◆ Exercise data:

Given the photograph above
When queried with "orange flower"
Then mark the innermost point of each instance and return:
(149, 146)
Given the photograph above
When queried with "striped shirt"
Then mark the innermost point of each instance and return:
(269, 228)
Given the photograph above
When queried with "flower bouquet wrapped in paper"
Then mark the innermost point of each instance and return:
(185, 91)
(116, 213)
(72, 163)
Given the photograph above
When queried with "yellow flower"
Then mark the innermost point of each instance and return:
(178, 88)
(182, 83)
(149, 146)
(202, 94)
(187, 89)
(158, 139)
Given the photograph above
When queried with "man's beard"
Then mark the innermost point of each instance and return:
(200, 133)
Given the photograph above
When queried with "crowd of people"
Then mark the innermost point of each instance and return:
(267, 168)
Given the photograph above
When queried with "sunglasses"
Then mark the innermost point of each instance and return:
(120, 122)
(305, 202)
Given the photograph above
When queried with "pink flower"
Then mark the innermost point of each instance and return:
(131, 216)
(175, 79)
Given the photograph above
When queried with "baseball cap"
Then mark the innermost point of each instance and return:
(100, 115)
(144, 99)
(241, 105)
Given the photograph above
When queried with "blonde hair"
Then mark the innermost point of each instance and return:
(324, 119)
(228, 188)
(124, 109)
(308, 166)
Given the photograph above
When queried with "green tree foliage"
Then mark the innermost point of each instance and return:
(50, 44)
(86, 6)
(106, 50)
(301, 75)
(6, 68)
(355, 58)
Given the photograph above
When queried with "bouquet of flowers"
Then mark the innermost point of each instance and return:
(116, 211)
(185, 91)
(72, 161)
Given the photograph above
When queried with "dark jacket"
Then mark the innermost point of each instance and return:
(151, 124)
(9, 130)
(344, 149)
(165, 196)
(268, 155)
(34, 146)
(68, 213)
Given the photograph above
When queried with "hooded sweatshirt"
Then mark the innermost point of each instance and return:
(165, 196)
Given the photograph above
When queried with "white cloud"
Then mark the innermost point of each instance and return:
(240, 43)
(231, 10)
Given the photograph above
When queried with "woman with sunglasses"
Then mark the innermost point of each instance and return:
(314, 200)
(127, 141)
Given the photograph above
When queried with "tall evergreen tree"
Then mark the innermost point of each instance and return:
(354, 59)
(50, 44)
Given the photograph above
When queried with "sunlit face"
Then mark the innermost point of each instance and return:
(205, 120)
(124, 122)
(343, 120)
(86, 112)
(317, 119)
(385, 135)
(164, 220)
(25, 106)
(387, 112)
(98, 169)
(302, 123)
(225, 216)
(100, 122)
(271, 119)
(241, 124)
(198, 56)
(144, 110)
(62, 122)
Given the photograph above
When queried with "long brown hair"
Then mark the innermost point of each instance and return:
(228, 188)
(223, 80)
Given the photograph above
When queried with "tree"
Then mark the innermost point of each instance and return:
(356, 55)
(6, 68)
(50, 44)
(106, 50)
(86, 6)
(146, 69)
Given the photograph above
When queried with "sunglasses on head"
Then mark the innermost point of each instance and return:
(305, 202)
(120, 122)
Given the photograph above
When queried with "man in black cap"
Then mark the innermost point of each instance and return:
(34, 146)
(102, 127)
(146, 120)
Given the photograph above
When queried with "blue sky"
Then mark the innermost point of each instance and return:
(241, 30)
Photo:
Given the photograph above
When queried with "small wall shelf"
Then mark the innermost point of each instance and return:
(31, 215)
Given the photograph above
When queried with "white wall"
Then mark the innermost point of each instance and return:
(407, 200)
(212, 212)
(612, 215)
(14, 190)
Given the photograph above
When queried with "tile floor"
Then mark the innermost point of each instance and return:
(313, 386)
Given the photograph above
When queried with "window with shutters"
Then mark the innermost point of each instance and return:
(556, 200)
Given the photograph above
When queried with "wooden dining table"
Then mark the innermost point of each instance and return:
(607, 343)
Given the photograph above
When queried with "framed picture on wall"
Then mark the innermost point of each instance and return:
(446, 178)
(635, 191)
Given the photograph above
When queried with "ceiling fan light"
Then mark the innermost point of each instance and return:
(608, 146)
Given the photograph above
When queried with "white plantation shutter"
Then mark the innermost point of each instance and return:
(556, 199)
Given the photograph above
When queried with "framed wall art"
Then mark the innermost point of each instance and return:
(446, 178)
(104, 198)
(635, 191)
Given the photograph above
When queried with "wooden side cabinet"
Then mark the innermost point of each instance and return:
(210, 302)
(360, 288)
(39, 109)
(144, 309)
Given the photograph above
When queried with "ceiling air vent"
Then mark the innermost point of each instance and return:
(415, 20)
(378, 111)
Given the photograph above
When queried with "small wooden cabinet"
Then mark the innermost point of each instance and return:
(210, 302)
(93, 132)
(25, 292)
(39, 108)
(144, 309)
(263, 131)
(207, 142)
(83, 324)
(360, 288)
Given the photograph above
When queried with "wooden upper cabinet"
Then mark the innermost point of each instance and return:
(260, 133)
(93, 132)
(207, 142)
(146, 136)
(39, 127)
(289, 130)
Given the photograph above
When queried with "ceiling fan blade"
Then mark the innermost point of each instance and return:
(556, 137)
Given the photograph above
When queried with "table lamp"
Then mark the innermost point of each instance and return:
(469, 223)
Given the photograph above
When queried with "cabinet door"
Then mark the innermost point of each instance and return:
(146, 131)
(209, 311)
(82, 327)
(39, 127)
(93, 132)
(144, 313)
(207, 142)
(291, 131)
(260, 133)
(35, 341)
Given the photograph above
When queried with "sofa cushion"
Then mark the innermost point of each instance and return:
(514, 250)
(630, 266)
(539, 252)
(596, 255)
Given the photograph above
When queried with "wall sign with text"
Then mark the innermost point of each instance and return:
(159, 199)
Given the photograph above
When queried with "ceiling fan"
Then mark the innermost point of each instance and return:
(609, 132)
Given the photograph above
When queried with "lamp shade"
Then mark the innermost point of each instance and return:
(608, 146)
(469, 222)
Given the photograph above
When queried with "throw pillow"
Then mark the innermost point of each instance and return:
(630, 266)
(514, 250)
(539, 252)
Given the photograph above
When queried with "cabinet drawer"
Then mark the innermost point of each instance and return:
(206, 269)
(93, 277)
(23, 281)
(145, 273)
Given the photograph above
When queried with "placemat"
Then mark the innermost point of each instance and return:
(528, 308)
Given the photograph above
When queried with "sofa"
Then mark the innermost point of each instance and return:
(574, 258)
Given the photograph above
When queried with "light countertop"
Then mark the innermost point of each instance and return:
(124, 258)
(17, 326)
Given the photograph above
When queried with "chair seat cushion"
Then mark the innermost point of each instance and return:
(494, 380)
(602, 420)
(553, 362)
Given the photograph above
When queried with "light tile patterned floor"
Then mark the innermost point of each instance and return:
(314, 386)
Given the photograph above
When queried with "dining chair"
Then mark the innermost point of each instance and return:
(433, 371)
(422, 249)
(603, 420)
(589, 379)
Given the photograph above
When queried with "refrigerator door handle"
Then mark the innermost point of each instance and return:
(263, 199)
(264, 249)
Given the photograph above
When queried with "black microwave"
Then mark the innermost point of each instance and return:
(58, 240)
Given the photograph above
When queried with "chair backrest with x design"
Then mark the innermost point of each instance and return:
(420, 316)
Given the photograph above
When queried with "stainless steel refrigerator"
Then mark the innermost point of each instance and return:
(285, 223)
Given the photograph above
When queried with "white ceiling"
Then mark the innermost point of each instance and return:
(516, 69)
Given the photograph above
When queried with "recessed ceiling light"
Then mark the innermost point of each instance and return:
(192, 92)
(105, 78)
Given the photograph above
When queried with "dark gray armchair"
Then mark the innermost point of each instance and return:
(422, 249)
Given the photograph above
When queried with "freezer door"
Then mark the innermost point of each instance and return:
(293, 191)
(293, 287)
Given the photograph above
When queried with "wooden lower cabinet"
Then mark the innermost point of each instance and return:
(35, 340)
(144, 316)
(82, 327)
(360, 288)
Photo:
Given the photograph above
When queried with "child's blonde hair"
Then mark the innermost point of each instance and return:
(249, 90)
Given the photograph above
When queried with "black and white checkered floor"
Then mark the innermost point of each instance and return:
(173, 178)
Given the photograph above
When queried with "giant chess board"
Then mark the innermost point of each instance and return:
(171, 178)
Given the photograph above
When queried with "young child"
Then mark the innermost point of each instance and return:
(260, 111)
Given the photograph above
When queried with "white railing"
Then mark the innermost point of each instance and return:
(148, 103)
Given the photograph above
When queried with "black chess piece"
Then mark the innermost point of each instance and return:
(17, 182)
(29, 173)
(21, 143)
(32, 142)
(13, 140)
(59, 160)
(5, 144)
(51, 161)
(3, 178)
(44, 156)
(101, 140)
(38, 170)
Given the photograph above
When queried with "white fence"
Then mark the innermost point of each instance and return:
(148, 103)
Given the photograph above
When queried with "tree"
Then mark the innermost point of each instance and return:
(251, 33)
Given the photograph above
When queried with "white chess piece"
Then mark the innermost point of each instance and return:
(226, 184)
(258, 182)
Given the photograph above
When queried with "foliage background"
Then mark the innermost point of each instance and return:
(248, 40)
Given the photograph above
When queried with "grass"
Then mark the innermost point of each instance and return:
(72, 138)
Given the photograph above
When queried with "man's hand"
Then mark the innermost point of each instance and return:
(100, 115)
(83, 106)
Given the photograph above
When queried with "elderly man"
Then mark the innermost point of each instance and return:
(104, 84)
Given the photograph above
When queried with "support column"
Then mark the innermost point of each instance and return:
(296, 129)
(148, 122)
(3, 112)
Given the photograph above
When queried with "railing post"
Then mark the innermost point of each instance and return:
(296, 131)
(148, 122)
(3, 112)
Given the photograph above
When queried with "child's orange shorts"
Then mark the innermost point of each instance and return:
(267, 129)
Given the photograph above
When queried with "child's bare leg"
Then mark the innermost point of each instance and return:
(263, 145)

◆ Exercise description: Scanning the data above, copy out every line where "foliage" is found.

◆ Result of this exercise:
When queried with "green tree foliage"
When queried with "foliage background"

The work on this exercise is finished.